**INPUT RECORDS**
======
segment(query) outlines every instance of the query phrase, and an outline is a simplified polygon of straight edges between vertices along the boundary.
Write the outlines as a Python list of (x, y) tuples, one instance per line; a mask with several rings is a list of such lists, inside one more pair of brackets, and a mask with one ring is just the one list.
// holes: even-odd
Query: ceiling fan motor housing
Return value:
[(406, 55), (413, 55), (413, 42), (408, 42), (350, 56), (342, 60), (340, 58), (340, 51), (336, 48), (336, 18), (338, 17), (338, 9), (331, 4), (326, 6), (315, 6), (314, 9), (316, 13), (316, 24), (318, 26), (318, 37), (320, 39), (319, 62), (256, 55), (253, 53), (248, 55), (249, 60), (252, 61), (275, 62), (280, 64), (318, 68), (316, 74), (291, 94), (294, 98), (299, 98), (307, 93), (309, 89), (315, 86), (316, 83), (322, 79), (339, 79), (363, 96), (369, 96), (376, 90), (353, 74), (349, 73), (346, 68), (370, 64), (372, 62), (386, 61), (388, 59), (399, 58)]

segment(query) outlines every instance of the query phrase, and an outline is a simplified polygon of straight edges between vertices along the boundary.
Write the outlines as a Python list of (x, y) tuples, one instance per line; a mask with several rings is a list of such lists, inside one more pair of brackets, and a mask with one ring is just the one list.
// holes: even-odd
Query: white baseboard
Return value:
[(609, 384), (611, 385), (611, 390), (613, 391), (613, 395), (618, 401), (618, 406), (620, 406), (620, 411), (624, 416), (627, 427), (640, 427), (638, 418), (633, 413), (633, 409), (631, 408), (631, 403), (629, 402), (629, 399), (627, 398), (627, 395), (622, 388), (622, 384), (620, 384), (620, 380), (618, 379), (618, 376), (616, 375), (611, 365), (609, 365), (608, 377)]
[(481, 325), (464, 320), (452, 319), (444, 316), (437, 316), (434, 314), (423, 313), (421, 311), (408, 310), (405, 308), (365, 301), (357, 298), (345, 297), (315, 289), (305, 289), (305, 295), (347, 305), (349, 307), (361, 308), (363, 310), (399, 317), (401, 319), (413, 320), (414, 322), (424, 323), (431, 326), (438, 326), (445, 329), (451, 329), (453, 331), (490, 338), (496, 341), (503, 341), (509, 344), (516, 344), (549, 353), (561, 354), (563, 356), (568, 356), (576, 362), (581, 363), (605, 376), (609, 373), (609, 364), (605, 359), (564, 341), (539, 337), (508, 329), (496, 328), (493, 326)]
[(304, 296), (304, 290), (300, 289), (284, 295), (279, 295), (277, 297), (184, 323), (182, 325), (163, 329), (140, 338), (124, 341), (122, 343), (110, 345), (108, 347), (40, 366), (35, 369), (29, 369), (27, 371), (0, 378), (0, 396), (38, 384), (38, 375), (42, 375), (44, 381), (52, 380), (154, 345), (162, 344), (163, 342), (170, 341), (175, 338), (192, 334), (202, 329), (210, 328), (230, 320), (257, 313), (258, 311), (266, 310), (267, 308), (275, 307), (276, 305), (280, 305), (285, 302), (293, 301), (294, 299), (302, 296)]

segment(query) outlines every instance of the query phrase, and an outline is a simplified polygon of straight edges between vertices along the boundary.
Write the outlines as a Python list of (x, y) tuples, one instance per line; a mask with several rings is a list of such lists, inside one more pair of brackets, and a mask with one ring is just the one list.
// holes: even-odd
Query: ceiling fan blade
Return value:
======
**WRITTEN INSTRUCTION**
Recast every line of the items above as a numbered list, leaving out the blank lines.

**SOLUTION TO THE PROBLEM**
1. segment(query) outlines every instance of the query phrase, and an outline is a simplified polygon of straight edges between vertices along the boundary.
2. Write the outlines as a Python list of (x, y) tuples, one instance per line; a mask with several rings is a list of such lists, inside one more pair of brackets, and a mask with one ring is just the one list.
3. // holes: even-odd
4. Query: ceiling fan motor housing
5. Return value:
6. [(406, 55), (413, 55), (413, 42), (408, 42), (350, 56), (342, 60), (340, 58), (340, 51), (336, 48), (336, 18), (338, 17), (338, 9), (331, 4), (326, 6), (315, 6), (314, 9), (316, 13), (316, 24), (318, 26), (318, 37), (320, 39), (319, 62), (256, 55), (253, 53), (248, 55), (249, 60), (252, 61), (275, 62), (280, 64), (318, 68), (316, 74), (291, 94), (294, 98), (299, 98), (307, 93), (309, 89), (315, 86), (316, 83), (322, 79), (339, 79), (363, 96), (369, 96), (376, 90), (353, 74), (349, 73), (346, 68), (370, 64), (372, 62), (386, 61), (388, 59), (399, 58)]
7. segment(query) outlines every instance of the query phrase, and an outline is a simplified polygon of straight edges between vertices along the boundary.
8. Write the outlines as a Python list of (x, y) tuples, one instance per line; a mask with several rings is a list of such lists, inside one more pair of brackets, and a mask with one ring is just the one list.
9. // holes: even-odd
10. Query: white baseboard
11. Return value:
12. [(609, 384), (611, 385), (611, 390), (613, 391), (613, 395), (618, 401), (618, 406), (620, 406), (620, 411), (624, 416), (627, 427), (640, 427), (638, 418), (633, 413), (633, 409), (631, 408), (631, 403), (629, 402), (629, 399), (627, 398), (627, 395), (622, 388), (622, 384), (620, 384), (620, 380), (618, 379), (618, 376), (616, 375), (611, 365), (609, 365), (608, 377)]
13. [(481, 325), (464, 320), (452, 319), (444, 316), (437, 316), (434, 314), (423, 313), (421, 311), (408, 310), (405, 308), (365, 301), (357, 298), (345, 297), (315, 289), (305, 289), (305, 295), (347, 305), (349, 307), (361, 308), (363, 310), (399, 317), (401, 319), (413, 320), (414, 322), (424, 323), (431, 326), (438, 326), (445, 329), (451, 329), (453, 331), (490, 338), (496, 341), (503, 341), (509, 344), (516, 344), (549, 353), (561, 354), (563, 356), (568, 356), (576, 362), (581, 363), (605, 376), (609, 373), (609, 364), (605, 359), (564, 341), (539, 337), (508, 329), (496, 328), (493, 326)]
14. [(304, 296), (304, 290), (300, 289), (284, 295), (279, 295), (277, 297), (184, 323), (182, 325), (163, 329), (140, 338), (124, 341), (122, 343), (110, 345), (108, 347), (40, 366), (35, 369), (29, 369), (27, 371), (0, 378), (0, 396), (38, 384), (38, 375), (42, 375), (44, 381), (52, 380), (154, 345), (162, 344), (163, 342), (170, 341), (175, 338), (192, 334), (202, 329), (210, 328), (230, 320), (257, 313), (258, 311), (266, 310), (267, 308), (275, 307), (276, 305), (280, 305), (285, 302), (293, 301), (294, 299), (302, 296)]
15. segment(query) outlines every instance of the query phrase, and an outline is a simplified polygon of straight edges between vertices along the boundary.
16. Write the outlines as a Python list of (x, y) tuples, one instance per line; a mask with several rings is a list of such lists, inside one more pair of brackets, and a mask with one ring is just the one list.
17. // holes: even-odd
18. Query: ceiling fan blade
19. Return value:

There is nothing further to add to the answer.